>>>>>
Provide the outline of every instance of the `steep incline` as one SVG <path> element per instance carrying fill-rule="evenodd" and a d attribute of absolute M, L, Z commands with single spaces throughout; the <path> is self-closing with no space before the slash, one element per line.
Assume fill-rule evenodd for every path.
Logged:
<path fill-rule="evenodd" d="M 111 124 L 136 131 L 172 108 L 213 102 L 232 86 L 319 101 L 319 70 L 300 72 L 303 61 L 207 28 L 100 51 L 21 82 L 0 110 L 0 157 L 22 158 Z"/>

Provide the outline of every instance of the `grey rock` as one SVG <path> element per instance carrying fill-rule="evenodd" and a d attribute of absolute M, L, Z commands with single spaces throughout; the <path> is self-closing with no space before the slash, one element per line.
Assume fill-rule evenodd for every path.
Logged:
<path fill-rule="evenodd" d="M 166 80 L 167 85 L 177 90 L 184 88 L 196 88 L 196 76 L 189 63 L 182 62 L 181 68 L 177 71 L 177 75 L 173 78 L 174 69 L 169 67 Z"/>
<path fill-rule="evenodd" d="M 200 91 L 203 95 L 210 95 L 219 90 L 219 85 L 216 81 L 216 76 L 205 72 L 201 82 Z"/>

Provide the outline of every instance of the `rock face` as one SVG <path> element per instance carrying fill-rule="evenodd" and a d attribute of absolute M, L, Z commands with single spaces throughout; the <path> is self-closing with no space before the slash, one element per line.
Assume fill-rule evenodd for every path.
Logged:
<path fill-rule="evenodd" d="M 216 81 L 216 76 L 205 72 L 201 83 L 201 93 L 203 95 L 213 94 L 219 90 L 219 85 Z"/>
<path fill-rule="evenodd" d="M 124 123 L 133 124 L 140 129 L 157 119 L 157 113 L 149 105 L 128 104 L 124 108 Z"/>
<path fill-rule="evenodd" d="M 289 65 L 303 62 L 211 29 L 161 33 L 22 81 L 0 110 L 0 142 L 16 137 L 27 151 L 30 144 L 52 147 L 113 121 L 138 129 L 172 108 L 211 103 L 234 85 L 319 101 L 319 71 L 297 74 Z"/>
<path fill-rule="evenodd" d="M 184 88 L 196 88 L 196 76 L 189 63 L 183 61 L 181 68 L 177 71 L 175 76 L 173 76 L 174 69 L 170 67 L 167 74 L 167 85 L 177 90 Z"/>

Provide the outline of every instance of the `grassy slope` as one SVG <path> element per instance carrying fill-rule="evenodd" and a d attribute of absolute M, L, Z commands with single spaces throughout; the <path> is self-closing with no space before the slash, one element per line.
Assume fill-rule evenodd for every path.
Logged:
<<<<<
Copy the records from the beginning down to and including the line containing "111 124 L 136", reproducing each character unchanged.

Provide the outline of every instance of the `steep incline` as one SVG <path> element per instance carrying fill-rule="evenodd" and a d attribute of absolute M, L, Z commands with single spaces throughout; the <path> is self-closing with no space before the slash, one element per line.
Assume fill-rule evenodd for every path.
Logged:
<path fill-rule="evenodd" d="M 111 124 L 136 131 L 172 108 L 213 102 L 232 86 L 319 101 L 319 70 L 300 72 L 303 61 L 207 28 L 100 51 L 21 82 L 0 110 L 0 157 L 22 158 Z"/>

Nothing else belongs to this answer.